* _Direction_
Retype the items from their first line through the line that contains "point(462, 453)", reproducing each line without change.

_ _ _ _ _

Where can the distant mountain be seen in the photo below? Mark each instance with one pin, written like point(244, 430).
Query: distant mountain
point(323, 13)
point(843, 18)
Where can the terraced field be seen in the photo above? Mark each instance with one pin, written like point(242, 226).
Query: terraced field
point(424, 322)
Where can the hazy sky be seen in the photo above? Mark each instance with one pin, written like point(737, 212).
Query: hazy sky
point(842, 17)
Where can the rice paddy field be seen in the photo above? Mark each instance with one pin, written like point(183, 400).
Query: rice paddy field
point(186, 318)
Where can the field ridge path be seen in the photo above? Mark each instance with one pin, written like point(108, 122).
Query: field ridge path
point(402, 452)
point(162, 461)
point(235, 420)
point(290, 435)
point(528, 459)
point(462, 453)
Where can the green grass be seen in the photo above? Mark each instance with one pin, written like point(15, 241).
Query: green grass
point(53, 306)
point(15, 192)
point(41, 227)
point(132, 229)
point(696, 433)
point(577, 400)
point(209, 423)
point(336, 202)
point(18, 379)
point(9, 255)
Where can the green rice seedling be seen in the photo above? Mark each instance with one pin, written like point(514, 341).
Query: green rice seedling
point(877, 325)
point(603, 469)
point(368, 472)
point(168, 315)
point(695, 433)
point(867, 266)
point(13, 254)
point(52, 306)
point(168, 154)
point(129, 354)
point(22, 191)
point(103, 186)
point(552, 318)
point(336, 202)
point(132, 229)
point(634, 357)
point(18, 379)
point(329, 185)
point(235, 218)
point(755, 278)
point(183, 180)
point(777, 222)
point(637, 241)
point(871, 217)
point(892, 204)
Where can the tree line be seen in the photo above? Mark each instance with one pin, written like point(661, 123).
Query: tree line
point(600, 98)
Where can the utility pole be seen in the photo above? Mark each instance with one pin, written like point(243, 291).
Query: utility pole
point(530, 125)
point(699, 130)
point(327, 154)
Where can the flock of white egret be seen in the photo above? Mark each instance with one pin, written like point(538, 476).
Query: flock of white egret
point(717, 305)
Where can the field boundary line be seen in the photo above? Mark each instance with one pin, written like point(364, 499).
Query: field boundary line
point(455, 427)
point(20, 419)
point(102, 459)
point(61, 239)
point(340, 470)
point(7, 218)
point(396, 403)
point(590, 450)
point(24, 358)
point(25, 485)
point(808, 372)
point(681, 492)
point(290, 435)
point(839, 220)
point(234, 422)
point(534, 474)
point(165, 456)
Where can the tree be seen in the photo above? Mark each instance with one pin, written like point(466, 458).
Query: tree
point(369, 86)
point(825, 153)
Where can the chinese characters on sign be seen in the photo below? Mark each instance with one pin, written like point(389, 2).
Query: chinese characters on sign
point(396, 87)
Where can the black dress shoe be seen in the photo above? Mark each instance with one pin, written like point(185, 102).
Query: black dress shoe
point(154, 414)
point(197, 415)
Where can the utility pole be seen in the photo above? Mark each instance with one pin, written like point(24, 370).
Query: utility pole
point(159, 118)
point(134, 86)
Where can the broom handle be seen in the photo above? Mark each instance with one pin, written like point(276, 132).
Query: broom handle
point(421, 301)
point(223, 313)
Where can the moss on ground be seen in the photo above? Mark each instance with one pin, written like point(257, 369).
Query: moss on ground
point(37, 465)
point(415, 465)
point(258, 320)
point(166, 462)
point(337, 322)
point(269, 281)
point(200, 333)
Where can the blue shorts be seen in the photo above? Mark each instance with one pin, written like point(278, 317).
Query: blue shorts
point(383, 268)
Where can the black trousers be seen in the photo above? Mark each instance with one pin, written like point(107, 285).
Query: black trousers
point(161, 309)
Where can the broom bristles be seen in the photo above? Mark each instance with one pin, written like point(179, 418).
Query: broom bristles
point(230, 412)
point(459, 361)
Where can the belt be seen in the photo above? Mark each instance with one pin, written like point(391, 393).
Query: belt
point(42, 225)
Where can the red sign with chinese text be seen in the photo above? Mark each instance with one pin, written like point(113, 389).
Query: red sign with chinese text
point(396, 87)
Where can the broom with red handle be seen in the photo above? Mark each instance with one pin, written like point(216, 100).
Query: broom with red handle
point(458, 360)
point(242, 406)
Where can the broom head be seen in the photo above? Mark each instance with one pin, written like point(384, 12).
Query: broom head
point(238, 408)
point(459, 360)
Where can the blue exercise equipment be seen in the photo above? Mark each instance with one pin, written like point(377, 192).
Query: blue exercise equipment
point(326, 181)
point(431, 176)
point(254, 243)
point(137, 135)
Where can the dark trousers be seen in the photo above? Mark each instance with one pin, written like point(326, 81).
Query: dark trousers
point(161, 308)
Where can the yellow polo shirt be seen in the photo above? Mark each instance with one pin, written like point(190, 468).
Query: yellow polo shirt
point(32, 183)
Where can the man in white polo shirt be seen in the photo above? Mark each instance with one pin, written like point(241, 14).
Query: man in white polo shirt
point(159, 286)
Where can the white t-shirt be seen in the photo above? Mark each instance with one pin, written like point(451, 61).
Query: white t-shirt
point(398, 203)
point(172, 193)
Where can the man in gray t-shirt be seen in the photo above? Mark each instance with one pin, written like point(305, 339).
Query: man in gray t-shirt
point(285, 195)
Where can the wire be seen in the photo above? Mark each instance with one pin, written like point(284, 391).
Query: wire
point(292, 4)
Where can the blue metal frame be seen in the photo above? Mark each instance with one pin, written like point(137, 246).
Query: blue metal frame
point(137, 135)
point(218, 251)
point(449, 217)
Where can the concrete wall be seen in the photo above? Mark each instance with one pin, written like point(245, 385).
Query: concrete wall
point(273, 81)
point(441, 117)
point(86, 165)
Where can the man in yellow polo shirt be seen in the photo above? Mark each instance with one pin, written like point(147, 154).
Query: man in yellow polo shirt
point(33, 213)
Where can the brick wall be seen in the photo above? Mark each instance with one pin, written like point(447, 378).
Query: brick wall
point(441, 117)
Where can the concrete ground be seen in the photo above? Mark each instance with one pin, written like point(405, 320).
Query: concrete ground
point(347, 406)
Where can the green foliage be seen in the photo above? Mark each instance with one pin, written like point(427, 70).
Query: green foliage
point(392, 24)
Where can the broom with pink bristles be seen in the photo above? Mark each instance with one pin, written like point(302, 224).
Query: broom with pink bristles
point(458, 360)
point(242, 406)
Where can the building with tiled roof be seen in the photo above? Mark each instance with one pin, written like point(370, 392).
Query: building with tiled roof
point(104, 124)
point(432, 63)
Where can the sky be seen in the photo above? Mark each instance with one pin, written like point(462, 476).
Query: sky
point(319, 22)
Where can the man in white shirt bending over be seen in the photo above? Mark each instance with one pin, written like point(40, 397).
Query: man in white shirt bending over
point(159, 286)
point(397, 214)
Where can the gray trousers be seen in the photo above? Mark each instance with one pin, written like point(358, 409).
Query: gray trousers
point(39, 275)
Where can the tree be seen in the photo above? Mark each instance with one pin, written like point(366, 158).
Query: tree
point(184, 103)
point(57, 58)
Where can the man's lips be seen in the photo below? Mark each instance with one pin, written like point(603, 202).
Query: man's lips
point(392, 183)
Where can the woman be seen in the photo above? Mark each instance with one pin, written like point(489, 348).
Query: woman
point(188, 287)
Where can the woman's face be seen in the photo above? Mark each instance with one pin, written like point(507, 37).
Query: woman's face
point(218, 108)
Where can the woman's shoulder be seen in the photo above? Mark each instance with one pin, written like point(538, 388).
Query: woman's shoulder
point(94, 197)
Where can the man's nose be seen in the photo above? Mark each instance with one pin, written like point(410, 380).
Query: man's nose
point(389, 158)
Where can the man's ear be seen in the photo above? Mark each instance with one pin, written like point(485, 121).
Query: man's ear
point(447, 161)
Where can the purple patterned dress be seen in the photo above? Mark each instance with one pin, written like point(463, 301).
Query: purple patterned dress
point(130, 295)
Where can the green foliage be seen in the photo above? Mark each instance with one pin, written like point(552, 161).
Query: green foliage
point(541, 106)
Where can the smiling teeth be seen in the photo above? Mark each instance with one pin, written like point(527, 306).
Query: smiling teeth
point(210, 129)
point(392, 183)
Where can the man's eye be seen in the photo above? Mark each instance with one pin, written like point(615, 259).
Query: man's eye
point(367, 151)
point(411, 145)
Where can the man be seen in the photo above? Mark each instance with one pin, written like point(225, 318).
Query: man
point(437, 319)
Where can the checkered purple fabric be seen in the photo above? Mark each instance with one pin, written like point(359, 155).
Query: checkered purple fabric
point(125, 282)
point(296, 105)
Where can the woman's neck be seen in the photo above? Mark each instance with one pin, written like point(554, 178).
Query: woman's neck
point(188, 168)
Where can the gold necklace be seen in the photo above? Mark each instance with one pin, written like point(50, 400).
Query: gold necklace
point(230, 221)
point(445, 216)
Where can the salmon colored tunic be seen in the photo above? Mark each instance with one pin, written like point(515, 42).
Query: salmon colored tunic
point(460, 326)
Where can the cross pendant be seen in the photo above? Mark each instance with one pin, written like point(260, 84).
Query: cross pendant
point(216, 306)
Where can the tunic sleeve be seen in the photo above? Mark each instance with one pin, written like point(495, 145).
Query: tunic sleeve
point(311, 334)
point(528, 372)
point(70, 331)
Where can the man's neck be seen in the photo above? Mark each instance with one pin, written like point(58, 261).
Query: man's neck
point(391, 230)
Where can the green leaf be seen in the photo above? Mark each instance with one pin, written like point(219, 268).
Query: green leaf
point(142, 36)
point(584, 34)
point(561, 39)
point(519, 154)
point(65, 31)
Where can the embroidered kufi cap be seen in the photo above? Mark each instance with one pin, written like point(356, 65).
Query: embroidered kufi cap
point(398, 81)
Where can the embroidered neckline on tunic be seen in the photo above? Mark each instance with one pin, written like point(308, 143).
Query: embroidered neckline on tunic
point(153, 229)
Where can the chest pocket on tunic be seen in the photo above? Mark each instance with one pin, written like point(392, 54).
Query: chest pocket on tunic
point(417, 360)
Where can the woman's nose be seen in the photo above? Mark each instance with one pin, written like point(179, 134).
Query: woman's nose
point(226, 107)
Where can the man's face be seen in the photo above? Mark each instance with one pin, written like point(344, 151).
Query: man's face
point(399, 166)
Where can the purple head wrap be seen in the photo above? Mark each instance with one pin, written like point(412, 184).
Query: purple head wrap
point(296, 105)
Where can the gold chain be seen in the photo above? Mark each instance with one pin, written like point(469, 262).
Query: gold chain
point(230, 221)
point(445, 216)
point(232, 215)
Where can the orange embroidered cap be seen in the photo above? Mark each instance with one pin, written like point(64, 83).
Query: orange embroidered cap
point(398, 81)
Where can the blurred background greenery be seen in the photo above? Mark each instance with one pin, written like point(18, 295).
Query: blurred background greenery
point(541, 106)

_ _ _ _ _

* _Output of the exercise_
Where can the distant mountain be seen in the photo below? Mark each instance with one pin, written like point(244, 430).
Query: distant mountain
point(323, 13)
point(843, 18)
Where can the terraced field be seen in the photo above? Mark each instance with one pin, written like point(242, 226).
Query: terraced field
point(424, 322)
Where can the hazy sky be seen in the photo above? Mark each instance with one pin, written like point(737, 212).
Query: hazy sky
point(842, 17)
Where can the rice paddy field be seen in the photo above? Mark each instance with one pin, written like point(183, 400).
Query: rice paddy field
point(186, 318)
Where can the field ridge path be seen in the photo above? Mark each instance with one pin, written like point(108, 122).
Query: field ridge path
point(402, 452)
point(162, 461)
point(235, 420)
point(290, 435)
point(528, 459)
point(462, 453)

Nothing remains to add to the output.